# Material to process start

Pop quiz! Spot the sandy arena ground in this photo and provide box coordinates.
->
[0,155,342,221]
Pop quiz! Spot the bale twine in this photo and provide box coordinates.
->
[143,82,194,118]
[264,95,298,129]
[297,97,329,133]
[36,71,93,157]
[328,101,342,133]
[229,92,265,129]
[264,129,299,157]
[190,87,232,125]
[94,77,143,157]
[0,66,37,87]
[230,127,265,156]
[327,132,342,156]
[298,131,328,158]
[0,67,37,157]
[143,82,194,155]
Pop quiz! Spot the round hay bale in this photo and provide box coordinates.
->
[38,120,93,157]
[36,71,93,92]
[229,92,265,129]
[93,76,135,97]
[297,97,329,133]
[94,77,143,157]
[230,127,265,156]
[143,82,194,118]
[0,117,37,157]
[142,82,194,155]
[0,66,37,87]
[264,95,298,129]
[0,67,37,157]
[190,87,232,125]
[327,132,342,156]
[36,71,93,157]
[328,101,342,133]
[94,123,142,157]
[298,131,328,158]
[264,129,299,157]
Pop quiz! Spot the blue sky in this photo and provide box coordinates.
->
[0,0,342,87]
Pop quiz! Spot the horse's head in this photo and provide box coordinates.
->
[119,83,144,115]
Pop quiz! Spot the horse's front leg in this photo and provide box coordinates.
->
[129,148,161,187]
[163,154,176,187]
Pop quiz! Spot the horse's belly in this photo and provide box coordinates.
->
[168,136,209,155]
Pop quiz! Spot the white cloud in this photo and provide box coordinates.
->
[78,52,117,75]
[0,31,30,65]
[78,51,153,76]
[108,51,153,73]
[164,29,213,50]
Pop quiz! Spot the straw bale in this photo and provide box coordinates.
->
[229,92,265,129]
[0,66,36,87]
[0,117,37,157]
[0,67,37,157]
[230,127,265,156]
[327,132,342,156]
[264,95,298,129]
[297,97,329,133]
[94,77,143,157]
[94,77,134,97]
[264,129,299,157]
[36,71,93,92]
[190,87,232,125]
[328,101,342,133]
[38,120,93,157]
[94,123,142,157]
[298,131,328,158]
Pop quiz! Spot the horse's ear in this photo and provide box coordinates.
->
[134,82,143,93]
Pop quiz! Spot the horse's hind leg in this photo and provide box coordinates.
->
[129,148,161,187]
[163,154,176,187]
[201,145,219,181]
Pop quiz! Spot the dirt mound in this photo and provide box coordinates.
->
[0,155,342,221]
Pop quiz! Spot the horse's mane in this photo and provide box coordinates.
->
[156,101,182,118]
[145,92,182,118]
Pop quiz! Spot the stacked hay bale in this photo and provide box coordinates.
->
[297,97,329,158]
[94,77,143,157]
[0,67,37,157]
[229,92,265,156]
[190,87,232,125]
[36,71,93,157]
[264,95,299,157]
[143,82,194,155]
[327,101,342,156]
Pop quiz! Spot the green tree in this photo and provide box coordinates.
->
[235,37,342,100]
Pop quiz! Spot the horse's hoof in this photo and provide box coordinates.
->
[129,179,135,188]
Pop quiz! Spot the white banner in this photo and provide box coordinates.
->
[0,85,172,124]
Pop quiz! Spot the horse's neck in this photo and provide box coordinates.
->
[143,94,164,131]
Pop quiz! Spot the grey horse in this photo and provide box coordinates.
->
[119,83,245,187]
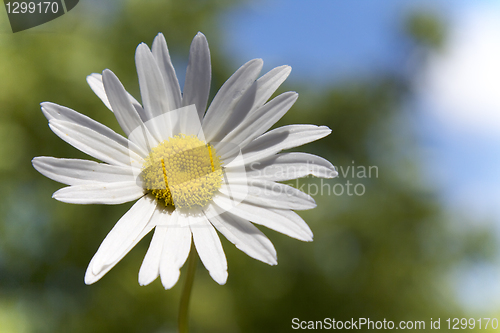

# Material to process end

▸ **Prompt**
Arrange every line of the material above as a Markdown table with the columns "Row" and "Line," skipping blank lines. Don't include the pictures in your answer.

▸ **Response**
| Row | Line |
|---|---|
| 1 | Pop quiz! Spot the sandy arena ground in this photo and provide box coordinates. |
| 2 | -> |
| 3 | [0,155,342,221] |
| 4 | Pop quiz! Spot the bale twine in this photo and provide box coordinates. |
| 5 | -> |
| 6 | [143,82,194,118] |
| 7 | [264,95,298,129] |
| 8 | [297,97,329,133] |
| 9 | [36,71,93,157] |
| 10 | [328,101,342,133] |
| 11 | [229,92,265,129] |
| 12 | [264,129,299,157] |
| 13 | [190,87,232,125] |
| 14 | [94,77,143,157] |
| 15 | [0,66,37,87] |
| 16 | [230,127,265,156] |
| 17 | [327,132,342,156] |
| 18 | [298,131,328,158] |
| 19 | [0,67,37,157] |
| 20 | [143,82,194,155] |
| 21 | Pop quiz! Spot the round hay bale in this photo and provide box coordinates. |
| 22 | -> |
| 23 | [38,120,93,157] |
| 24 | [36,71,93,92] |
| 25 | [229,92,265,129] |
| 26 | [93,76,135,97] |
| 27 | [297,97,329,133] |
| 28 | [94,77,143,157] |
| 29 | [230,127,265,156] |
| 30 | [143,82,194,118] |
| 31 | [0,117,37,157] |
| 32 | [142,82,194,155] |
| 33 | [0,66,37,87] |
| 34 | [264,95,298,129] |
| 35 | [0,67,37,157] |
| 36 | [190,87,232,125] |
| 37 | [327,132,342,156] |
| 38 | [36,71,93,157] |
| 39 | [328,101,342,133] |
| 40 | [94,123,142,157] |
| 41 | [298,131,328,158] |
| 42 | [264,129,299,157] |
| 43 | Pop quiz! Spot the blue sky in this photo and provide box coordinates. |
| 44 | -> |
| 45 | [0,0,342,87] |
| 46 | Pop quiz! Spot the horse's head in this photo and provide box coordinates. |
| 47 | -> |
| 48 | [119,83,144,115] |
| 49 | Pop quiz! Spot the horse's front leg in this photo and provide box coordinates. |
| 50 | -> |
| 51 | [129,148,161,187] |
| 52 | [163,154,176,187] |
| 53 | Pop quiz! Spot the horse's belly in this photo and provide box coordinates. |
| 54 | -> |
| 55 | [168,136,209,155] |
| 56 | Pop quiz! Spot the white cloud in this photo and provide box coordinates. |
| 57 | -> |
| 58 | [78,52,117,75] |
| 59 | [0,31,30,65] |
| 60 | [78,51,153,76] |
| 61 | [108,51,153,73] |
| 62 | [164,29,213,50] |
| 63 | Pop quiz! Spot the straw bale in this photo and provide box coordinates. |
| 64 | -> |
| 65 | [229,92,265,129] |
| 66 | [0,66,36,87] |
| 67 | [0,117,37,157] |
| 68 | [0,67,37,157] |
| 69 | [230,127,265,156] |
| 70 | [327,132,342,156] |
| 71 | [264,95,298,129] |
| 72 | [297,97,329,133] |
| 73 | [94,77,143,157] |
| 74 | [94,77,134,97] |
| 75 | [264,129,299,157] |
| 76 | [36,71,93,92] |
| 77 | [190,87,232,125] |
| 78 | [328,101,342,133] |
| 79 | [38,120,93,157] |
| 80 | [94,123,142,157] |
| 81 | [298,131,328,158] |
| 82 | Pop quiz! Spot the horse's ear in this photo and provide box coordinates. |
| 83 | -> |
| 84 | [134,82,143,93] |
| 85 | Pop quiz! Spot the horse's hind leg in this photo and provide box coordinates. |
| 86 | -> |
| 87 | [129,148,161,187] |
| 88 | [163,154,176,187] |
| 89 | [201,145,219,181] |
| 90 | Pop quiz! Spot the dirt mound in this photo and provide box coordinates. |
| 91 | -> |
| 92 | [0,155,342,221] |
| 93 | Pop quiz! Spot the horse's mane in this photo and provide box coordinates. |
| 94 | -> |
| 95 | [156,101,182,118] |
| 96 | [145,92,182,118] |
| 97 | Pop quiz! Spot the stacked hay bale in this photo and provide box coordinates. |
| 98 | -> |
| 99 | [297,97,329,158] |
| 100 | [94,77,143,157] |
| 101 | [0,67,37,157] |
| 102 | [229,92,265,156] |
| 103 | [190,87,232,125] |
| 104 | [36,71,93,157] |
| 105 | [264,95,299,157] |
| 106 | [143,82,194,155] |
| 107 | [327,101,342,156] |
| 108 | Pop quiz! Spot the green tree in this photo and provide box coordinates. |
| 109 | -> |
| 110 | [235,37,342,100] |
| 111 | Pop quiz! Spot the horse's hoof in this photo and provide box coordinates. |
| 112 | -> |
| 113 | [129,179,135,188] |
| 114 | Pop quiz! Spot the white banner in this photo and provide box coordinates. |
| 115 | -> |
| 116 | [0,85,172,124] |
| 117 | Pop quiz! Spot the horse's neck in this photo and provide box coordinates. |
| 118 | -> |
| 119 | [143,94,164,131] |
| 120 | Pop quiz! Spot the grey horse in this photo and provide box coordinates. |
| 121 | -> |
| 122 | [119,83,245,187] |